→ TASK PROMPT:
Rewrite the listing below with every "Expected" changed to "Required" and nothing else altered. Leave the pictures out of your version.

---- DATA LINES

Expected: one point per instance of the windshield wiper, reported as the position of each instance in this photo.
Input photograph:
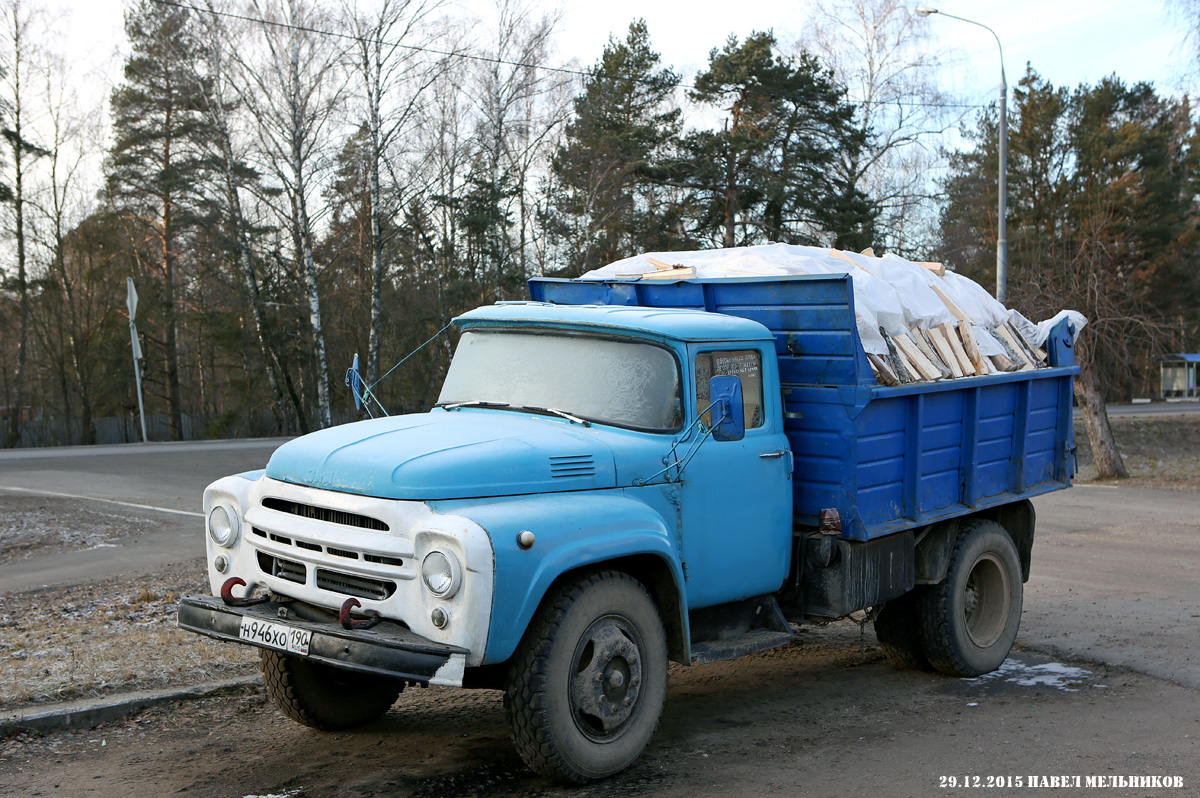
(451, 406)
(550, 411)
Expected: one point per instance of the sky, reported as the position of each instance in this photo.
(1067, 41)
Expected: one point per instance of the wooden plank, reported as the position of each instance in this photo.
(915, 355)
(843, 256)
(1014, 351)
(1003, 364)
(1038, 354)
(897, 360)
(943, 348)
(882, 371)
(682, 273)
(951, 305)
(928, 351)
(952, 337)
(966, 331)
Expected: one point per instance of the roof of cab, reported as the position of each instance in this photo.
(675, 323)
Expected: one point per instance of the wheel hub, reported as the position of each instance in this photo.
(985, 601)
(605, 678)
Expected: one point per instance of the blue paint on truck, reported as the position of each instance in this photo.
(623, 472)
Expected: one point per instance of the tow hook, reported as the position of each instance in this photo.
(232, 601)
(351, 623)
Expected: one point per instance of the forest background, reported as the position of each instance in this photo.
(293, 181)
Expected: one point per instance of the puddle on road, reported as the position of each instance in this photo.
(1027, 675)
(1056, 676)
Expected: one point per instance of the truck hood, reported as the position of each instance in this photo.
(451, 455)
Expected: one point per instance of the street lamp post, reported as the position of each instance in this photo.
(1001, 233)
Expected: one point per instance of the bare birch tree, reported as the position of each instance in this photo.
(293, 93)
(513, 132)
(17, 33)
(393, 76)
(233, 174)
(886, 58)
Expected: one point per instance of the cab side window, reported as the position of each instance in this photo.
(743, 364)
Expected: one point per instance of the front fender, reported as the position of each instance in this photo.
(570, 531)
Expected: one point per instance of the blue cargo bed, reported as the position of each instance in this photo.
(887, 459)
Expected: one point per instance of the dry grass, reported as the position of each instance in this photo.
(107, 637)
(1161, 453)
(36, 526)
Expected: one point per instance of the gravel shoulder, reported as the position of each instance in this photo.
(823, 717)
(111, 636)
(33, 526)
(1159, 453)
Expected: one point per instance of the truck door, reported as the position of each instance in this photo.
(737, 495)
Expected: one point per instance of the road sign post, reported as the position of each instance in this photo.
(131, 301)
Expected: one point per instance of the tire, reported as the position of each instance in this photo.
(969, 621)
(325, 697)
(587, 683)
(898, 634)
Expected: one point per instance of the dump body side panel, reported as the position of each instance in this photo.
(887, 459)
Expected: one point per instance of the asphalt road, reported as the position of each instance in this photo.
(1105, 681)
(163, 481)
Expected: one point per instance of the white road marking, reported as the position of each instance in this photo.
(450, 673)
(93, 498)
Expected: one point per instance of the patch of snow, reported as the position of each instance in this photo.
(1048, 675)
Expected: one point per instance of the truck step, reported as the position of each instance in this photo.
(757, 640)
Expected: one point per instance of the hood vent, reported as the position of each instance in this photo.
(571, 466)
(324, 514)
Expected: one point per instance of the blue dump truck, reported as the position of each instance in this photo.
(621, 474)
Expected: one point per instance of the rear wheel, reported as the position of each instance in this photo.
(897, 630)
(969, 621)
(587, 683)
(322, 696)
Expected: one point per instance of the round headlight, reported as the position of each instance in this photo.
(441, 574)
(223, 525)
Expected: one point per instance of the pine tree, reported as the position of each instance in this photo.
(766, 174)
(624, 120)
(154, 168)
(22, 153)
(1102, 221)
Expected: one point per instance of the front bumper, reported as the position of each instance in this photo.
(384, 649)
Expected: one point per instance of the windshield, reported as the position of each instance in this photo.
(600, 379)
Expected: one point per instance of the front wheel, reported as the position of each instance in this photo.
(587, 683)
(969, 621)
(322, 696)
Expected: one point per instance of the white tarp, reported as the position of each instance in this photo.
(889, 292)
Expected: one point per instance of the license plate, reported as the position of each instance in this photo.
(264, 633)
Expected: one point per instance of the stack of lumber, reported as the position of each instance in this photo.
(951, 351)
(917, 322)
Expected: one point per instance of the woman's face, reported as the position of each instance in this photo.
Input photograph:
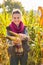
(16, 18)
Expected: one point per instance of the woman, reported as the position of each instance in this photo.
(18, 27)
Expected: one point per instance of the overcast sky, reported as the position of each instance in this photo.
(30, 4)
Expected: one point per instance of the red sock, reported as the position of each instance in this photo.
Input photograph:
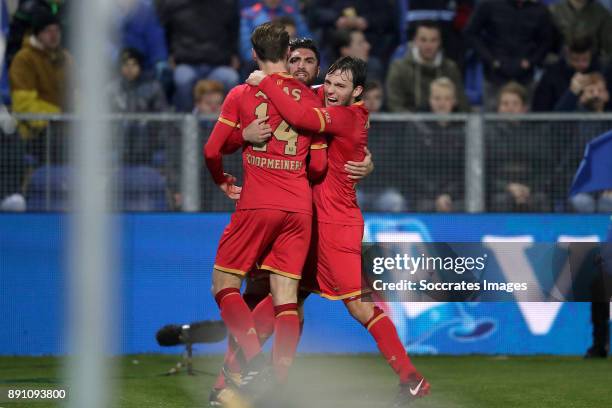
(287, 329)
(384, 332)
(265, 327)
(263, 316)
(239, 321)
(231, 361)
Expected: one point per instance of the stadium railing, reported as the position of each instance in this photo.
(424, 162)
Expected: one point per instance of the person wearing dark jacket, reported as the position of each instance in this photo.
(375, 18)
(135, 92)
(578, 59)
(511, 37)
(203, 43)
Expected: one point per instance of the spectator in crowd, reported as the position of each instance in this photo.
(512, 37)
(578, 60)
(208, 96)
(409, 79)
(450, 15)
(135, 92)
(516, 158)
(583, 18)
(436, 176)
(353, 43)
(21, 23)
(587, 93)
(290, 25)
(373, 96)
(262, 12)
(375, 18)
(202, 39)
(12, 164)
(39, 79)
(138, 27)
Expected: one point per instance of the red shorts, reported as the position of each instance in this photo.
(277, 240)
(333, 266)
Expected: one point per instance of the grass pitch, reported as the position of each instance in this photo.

--------

→ RESULT BELOW:
Required: one point per instance of the windshield wiper, reported as the position of each instance in this photo.
Input photograph:
(451, 406)
(550, 411)
Required: one point per instance of the sky, reported as the position of each instance in this photo.
(1067, 41)
Required: one point per instance of the wooden plank, reported as the position of each instance in this photo.
(915, 355)
(843, 256)
(1014, 351)
(1003, 364)
(1038, 354)
(897, 360)
(943, 348)
(882, 371)
(682, 273)
(951, 305)
(928, 351)
(952, 337)
(966, 331)
Required: one point per instance of the roof of cab, reported as the position of each instance in this photo.
(675, 323)
Required: one point per instance of the wheel hub, reported as the position of each instance in this photo.
(985, 601)
(605, 678)
Required: one point per instance of the blue paint on truck, reported as the position of each instance in this photo.
(623, 472)
Required: one point per instance of the tow hook, reported as the position of each instance in this photo.
(232, 601)
(351, 623)
Required: one point per instance of the forest background, reported as the position of each instance in this photo.
(293, 181)
Required: one point per instance of the puddle on road, reported as the position of each instance in this photo.
(1027, 675)
(1056, 676)
Required: one point per instance of the truck hood, reported as the position of each instance in this photo.
(451, 455)
Required: one point per instance of the street lamp post, reported as the position of each instance in this photo.
(1001, 233)
Required: one point per instance of the bare birch tree, reported as the position of each instance in this photo.
(293, 93)
(513, 132)
(17, 33)
(393, 76)
(233, 174)
(886, 58)
Required: one point per instance of the cab side window, reported as the position of each instance in this photo.
(743, 364)
Required: one point per instance of the front fender, reported as the position of each instance in this photo.
(570, 531)
Required: one point per instance of the blue cargo bed, reported as the position of each instance in this photo.
(887, 459)
Required: one point per instance of the dry grass, reported as the position of each instance in this photo.
(107, 637)
(1161, 453)
(36, 526)
Required: one point per instance of the gravel shoulder, reported as the position of each instance in this photo.
(823, 717)
(111, 636)
(33, 526)
(1159, 453)
Required: one point per instance of the truck door, reported as the position of each instance in this photo.
(737, 495)
Required: one point per instance of the road sign post, reported as the position of each instance in this photo.
(131, 301)
Required: one point per instance of the tire, reported as the position of each instance in this photo.
(969, 621)
(325, 697)
(587, 683)
(898, 634)
Required: one point per instance of the dump body side panel, reported as the position of each instance in this photo.
(887, 459)
Required: one point per instance of the asphalt road, reported as the position of each instance in this photo.
(1105, 681)
(163, 481)
Required: one point per instance of the white road marking, reported as the position of each instance in this photo.
(450, 673)
(93, 498)
Required: one point per instance of the patch of snow, reported as the position of each instance in this photo.
(1048, 675)
Required: one point per instance of the truck step, reported as the position of each instance in this photo.
(757, 640)
Required: one point per instance of the hood vent, reported as the position of each instance in this photo.
(571, 466)
(324, 514)
Required: one point per instance of the blue dump truck, reported as the position of each instance in this photo.
(621, 474)
Required: one point per instance of the rear wheel, reported as the position of each instance in this photo.
(897, 630)
(969, 621)
(587, 683)
(322, 696)
Required: one point per instance of the round headlight, reported as the position of each instance in this photo.
(441, 574)
(223, 525)
Required: one point per instance of the pine tree, reported as the position of each instance in this photo.
(766, 174)
(624, 120)
(154, 168)
(22, 153)
(1102, 221)
Required: one point per instance of the front bumper, reported as the position of each instance in this photo.
(384, 649)
Required: one point per instance of the windshield, reported as the position of each instance in this photo.
(600, 379)
Required: one point per instance of the front wheel, reported as the position of each instance in this photo.
(587, 683)
(969, 621)
(322, 696)
Required: one point per instance of the white tarp, reported as the position of each instance in this photo.
(889, 292)
Required: one point per instance of the license plate, reported as the position of each instance in this photo.
(264, 633)
Required: one point per instance of the stack of lumber, reported as the position of each instance in this photo.
(951, 351)
(917, 322)
Required: one point per instance of the woman's face, reported as the position of each instance in this photo.
Input photograph:
(16, 18)
Required: one point per instance of the woman, reported as the position of each instance in this photo.
(18, 27)
Required: one point per instance of the overcast sky, reported as the position of each instance in this photo.
(30, 4)
Required: one point per instance of the red sock, reported as the position of each instance in this photo.
Input photograph:
(287, 329)
(384, 332)
(265, 327)
(263, 316)
(239, 321)
(231, 361)
Required: one point per instance of the stadium railing, reported as the position of each instance in this photo.
(424, 162)
Required: one point per instance of the person wearing dark jacket, reported as the position of each instance in this photo.
(375, 18)
(135, 92)
(578, 59)
(511, 37)
(203, 43)
Required: one point per instance of the spectator in crowd, reported as the position of each instance in this photo.
(512, 37)
(578, 60)
(208, 96)
(409, 79)
(450, 15)
(135, 92)
(516, 158)
(583, 18)
(436, 176)
(353, 43)
(21, 23)
(587, 93)
(290, 25)
(373, 96)
(262, 12)
(375, 18)
(202, 39)
(12, 164)
(39, 79)
(138, 27)
Required: one point per instance of the red shorts, reported as the position of each instance in this photo.
(277, 240)
(333, 266)
Required: one point per instance of the grass pitch, reported as the position of each instance in this photo.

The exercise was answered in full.